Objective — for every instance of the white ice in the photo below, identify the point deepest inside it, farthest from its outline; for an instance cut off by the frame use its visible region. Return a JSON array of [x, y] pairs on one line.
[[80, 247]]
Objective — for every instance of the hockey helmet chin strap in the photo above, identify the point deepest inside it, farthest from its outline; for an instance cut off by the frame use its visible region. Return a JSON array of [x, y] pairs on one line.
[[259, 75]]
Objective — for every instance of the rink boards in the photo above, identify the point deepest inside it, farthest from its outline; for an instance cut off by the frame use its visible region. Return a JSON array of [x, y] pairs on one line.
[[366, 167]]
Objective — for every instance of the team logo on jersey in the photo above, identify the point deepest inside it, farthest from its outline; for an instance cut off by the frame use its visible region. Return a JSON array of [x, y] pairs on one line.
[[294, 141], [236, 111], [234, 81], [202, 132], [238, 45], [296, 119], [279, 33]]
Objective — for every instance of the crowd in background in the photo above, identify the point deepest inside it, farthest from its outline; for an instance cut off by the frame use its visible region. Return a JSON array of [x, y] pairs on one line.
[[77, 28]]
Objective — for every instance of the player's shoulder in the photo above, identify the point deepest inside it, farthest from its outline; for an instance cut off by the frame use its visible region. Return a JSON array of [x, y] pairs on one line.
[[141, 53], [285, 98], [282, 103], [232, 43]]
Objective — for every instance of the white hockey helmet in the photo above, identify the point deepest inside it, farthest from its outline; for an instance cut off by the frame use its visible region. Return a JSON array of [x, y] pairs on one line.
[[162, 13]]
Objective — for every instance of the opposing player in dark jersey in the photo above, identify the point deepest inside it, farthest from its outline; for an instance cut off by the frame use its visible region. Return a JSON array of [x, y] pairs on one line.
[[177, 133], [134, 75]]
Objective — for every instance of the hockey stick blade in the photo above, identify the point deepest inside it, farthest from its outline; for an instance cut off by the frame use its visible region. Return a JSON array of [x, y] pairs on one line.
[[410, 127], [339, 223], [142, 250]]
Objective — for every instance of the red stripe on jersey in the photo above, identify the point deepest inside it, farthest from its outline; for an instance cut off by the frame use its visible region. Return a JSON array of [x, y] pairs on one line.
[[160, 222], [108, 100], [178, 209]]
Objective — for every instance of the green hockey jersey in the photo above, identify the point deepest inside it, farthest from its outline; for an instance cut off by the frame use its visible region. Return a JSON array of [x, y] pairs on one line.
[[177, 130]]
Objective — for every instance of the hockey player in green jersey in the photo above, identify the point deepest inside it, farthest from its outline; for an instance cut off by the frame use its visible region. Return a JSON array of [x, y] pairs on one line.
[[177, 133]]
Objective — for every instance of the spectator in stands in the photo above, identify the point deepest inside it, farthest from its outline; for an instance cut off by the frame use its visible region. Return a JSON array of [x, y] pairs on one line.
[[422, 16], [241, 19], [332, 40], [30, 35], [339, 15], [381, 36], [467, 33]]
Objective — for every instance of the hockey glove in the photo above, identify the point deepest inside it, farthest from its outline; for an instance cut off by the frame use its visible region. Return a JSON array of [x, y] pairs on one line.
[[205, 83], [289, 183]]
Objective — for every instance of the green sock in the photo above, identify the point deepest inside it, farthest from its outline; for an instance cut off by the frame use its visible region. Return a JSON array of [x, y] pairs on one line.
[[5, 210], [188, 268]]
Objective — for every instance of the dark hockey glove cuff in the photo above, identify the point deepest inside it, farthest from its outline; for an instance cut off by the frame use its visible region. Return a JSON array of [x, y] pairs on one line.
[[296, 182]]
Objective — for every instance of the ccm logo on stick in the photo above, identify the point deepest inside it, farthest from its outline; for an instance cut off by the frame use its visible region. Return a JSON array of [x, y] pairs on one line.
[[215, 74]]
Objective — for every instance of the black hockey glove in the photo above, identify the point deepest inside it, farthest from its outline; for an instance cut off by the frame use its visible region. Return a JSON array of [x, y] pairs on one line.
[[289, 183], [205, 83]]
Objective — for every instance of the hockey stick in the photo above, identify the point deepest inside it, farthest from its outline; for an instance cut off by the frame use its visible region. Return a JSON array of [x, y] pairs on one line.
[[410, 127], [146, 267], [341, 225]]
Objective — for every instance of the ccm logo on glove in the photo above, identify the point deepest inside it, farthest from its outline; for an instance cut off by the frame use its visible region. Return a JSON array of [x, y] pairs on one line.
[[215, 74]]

→ DO THIS: Reproduce all of the records above, substituting "Goal" for every occurrence of "Objective" and leaving all other text unchanged.

→ RESULT:
Goal — for every instance of the white ice in the photo below, identify the point deepest inside it, farthest from its outline; for an instance cut off by the frame use its visible region. Return a JSON array of [x, y] pairs on one line.
[[80, 247]]
Goal — for every instance of the hockey helmet chin strap in the photo above, identify the point deepest inside it, farthest from its outline; for an instance cut off by the frame use its visible region. Return a JSON array of [x, y] pairs on one line.
[[259, 75]]
Goal — for every instance of the rink boards in the photo above, identify the point deepest inside it, farthest from its outline; for an instance cut off by the frame use its visible region. Return a JSON array of [x, y] pairs on one line.
[[366, 167]]
Goal — for every instance of the team logo on jersey in the photo above, identify the point deepest inside it, farthest from its outline; for an instance cut off by the frame use its visible region. Return a JSON array of [x, y] pairs on one line.
[[294, 141], [236, 111], [234, 81], [202, 132], [238, 45], [296, 119], [279, 33]]
Goal — for every instance of the crowd in background in the photo above, identify the point deepest inside it, farthest from its outline; for an instance cut off by the frame use its visible region. Return a JSON array of [x, y] pairs on one line.
[[77, 28]]
Goal — for every instance of the player's shoulder in the photo above, identify the point deepest inside it, farthest from its outline; for an instance cut off by the frame use its visible region. Return a JSON array of [x, y] pairs on one line.
[[141, 53], [285, 98], [282, 103], [232, 43]]
Goal — for every instance of the white hockey helmet in the photo above, identify the point deepest inside it, farthest from its outline; for an instance cut off by the frame use its visible region. Return a JSON array of [x, y] pairs on one line.
[[162, 13]]
Goal — for every instance of the opposing player in dark jersey in the photo above, identify the point deepest inside it, farthest from its outline; for an instance cut off by the frame use its visible region. Return a JSON array of [x, y] pairs on one line.
[[177, 133], [134, 75]]
Goal — for every instance of the hockey stick blade in the photo above, identify the point deepest inside it, farthest from its outline; for an instance cut off by the frame use its visible region. Return a JSON array of [x, y] pairs on one line.
[[410, 127], [339, 223], [142, 250]]
Goal — for every instance of the red stripe on jersey in the photo above, identify the point deepest inside it, farthest from its outline; for an instance cut off by the frame use its visible region. Return a JSON array of [x, y] pairs on one line.
[[160, 222], [108, 100], [178, 209]]
Goal — for every instance of the green hockey jersey in the photo above, identify the point deepest inside it, farthest from its outline; for an instance cut off by the frame use its visible region. Return a JSON array of [x, y] pairs on one line.
[[177, 130]]
Goal — for every instance of the hockey player in green jersey in the photo above, identify the point deepest inside it, farthest from its outline; for an instance cut off by the frame use its visible region. Return a JSON array of [x, y] pairs on one line.
[[177, 133]]
Goal — for every instance of the spectator in stands in the photo above, identify the point deepest inside it, farthest from its outline; for an instance cut off by the frame use its visible region. Return a JSON array of [x, y] pairs on one line.
[[422, 16], [241, 19], [332, 40], [30, 35], [339, 15], [381, 36], [467, 33]]
Goal — for every instance of the hockey glove in the photo above, identify the point deepest inside it, farthest from its outline; for an instance cut off by the frame use its visible region. Return a JSON array of [x, y] pairs on one line.
[[205, 83], [289, 183]]
Goal — for every instance of the green sock in the photo above, identify the point deepest inside it, farthest from its outline; for an instance cut off by the frame use its visible region. Return a JSON array of [x, y] pairs on one line.
[[5, 210], [188, 268]]
Goal — for every instance of the dark hockey glove cuff in the photo above, identify the point deepest inside it, farthest from its outline; for an instance cut off by the frame use its visible region. Return a JSON array of [x, y] pairs on one line.
[[296, 182]]
Goal — for every instance of the ccm logo on stick in the photo above, identify the point deepest inside it, farthest from its outline; for an instance cut off by the frame use its visible region. Return a JSON array of [x, y] pairs on one line.
[[215, 74]]
Goal — for every instance of the black hockey glove in the photo above, identify the point deepest inside it, farthest from its outline; for an instance cut off by the frame use its visible region. Return a JSON array of [x, y] pairs on one line.
[[289, 183], [205, 83]]
Goal — for every instance of the hockey stick in the photo above, identify the point deepest inside it, farthest from its outline; for an instance cut off by the frame use its visible region. Return a JSON array of [x, y] pairs on one line.
[[410, 127], [146, 267], [341, 225]]
Goal — for every instance of the ccm logo on glove in the photo above, identify the point deepest inside it, farthest from its outline; for an instance cut off by the frame use its visible region. Return a JSON array of [x, y] pairs on one line.
[[215, 74]]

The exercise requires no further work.